Quelle ->
<<<<

Ein paar Tage nach der Wahl unterhielt ich mich mit einem Westdeutschen, vielleicht 30 Jahre älter als ich, über das Wahlergebnis und versuchte zu erklären, was ich selbst gerade erst verstanden hatte. Gefühlte Sicherheit in der DDR, politischer Umsturz, neues Wirtschaftssystem, Abwanderung, Arbeitslosigkeit, Traurigkeit, Ohnmacht, Angst, Trotz.

Und dieser Mann sagte dann, ganz ernsthaft, wegen des Wahlergebnisses jetzt einen ganzen Bogen bis zur DDR zurückzuschlagen, das sei »Ossi-Gejammer«.

 

Ossi. Gejammer.

 

Meine Ossi-Werdung ist ein Prozess gewesen und ist es noch immer. Aber wenn ich gezwungen wäre, einen einzigen Moment bestimmen zu müssen, der mich zum Ossi gemacht hat, dann war es dieser.

Was mir im Gespräch mit meiner Familie unmittelbar eingeleuchtet hatte, bezeichnete dieser Mann als »Gejammer«. Da merkte ich: Offenbar haben er und ich eine völlig andere Perspektive. Einen anderen Blick auf die Bedeutung der DDR-Zeit und der Nachwendejahre. Nicht weil einer von uns dumm ist oder ignorant. Oder völlig falschliegt. Sondern schlicht aus dem Unterschied heraus, dass seine Perspektive eine westdeutsche ist. Und meine eine ostdeutsche. Weil er Wessi ist. Und ich Ossi.

>>>>

Rohdaten ->

<<<<

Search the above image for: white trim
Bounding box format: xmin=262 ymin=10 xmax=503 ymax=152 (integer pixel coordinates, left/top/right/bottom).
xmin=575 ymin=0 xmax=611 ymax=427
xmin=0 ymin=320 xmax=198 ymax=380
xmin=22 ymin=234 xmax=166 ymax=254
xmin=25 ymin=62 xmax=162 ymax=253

>>>>

Schriftliche Aufgabe 1 ->
Übertragen Sie aus dem Text über das Ossi-Werden den Satz „Meine Ossi-Werdung ist ein Prozess gewesen und ist es noch immer.“ ins Englische.
Schriftliche Aufgabe 2 ->
Führen Sie den Text über das Ossi-Werden im Anschluss an seinen letzten Satz weiter.
Die Daten sind eigenständiges Material und gehören nicht zum Text.

Antwort 1 ->
My becoming an Ossi has been a process, and it still is.

Antwort 2 ->
* * *

Seitdem fühle ich mich ganz bewusst als Ostdeutsche. Seitdem will ich es auch sein. Seit diesen ganzen Ossi-Momenten ist es ein prägender Teil von mir und meinem Leben geworden, aus Ostdeutschland zu kommen. Und das zeige ich gern.

Heute ist es so: Ich schmuggle ostdeutsche Lieder auf die Musikliste von Betriebsfeiern und WG-Partys. Ich erkläre jeder, die es nicht hören will, dass der FC Magdeburg es in die 2. Bundesliga schaffte, jetzt zwar wieder in der 3. Liga ist, aber sich das ganz – ganz! – bestimmt bald wieder ändert, obwohl mir nicht viele Dinge egaler sind als 22 Menschen, die 90 Minuten lang auf einem Stück Rasen herumlaufen. Sobald sich die Gelegenheit bietet, führe ich aus, dass die Riesa-Spirelli die besten sind, weil sie die ideale Kurvenbreite und -form haben, in denen das perfekte Maß Tomatensoße hängen bleibt. Und dass der Rotkäppchen-Sekt in Wahrheit noch besser kribbelt, als es auf dem Rücken der Frau in der Werbung wirkt. Beides ist wahr (klar!). Aber sonst würde ich es eben behaupten. Erst vor Kurzem habe ich gelernt, dass das Spülmittel Fit bereits 1954 in der DDR hergestellt wurde, womit meine Parteilichkeit in zukünftigen Putzgesprächen feststeht. Warum ich das nicht wusste? Weil ich lange nicht in Ost- und Westkategorien dachte.

Sobald es aber jetzt um Ostdeutschland geht, stehe ich innerlich bereit, irgendetwas richtigstellen zu wollen. Ich höre genau hin, ob da jetzt zum Beispiel das Wahlergebnis eines Landesteils verurteilt wird. Oder pauschal alle Menschen, die in diesem Landesteil leben. Wenn Letzteres passiert, rücke ich meine innere Krawatte zurecht, strecke meinen Rücken durch, räuspere mich bei Bedarf und wechsle in den Dozentinnenmodus, in dem ich meinen Da-muss-man-jetzt-aber-differenzieren-Vortrag halte. Auch gern lang. Und ungefragt.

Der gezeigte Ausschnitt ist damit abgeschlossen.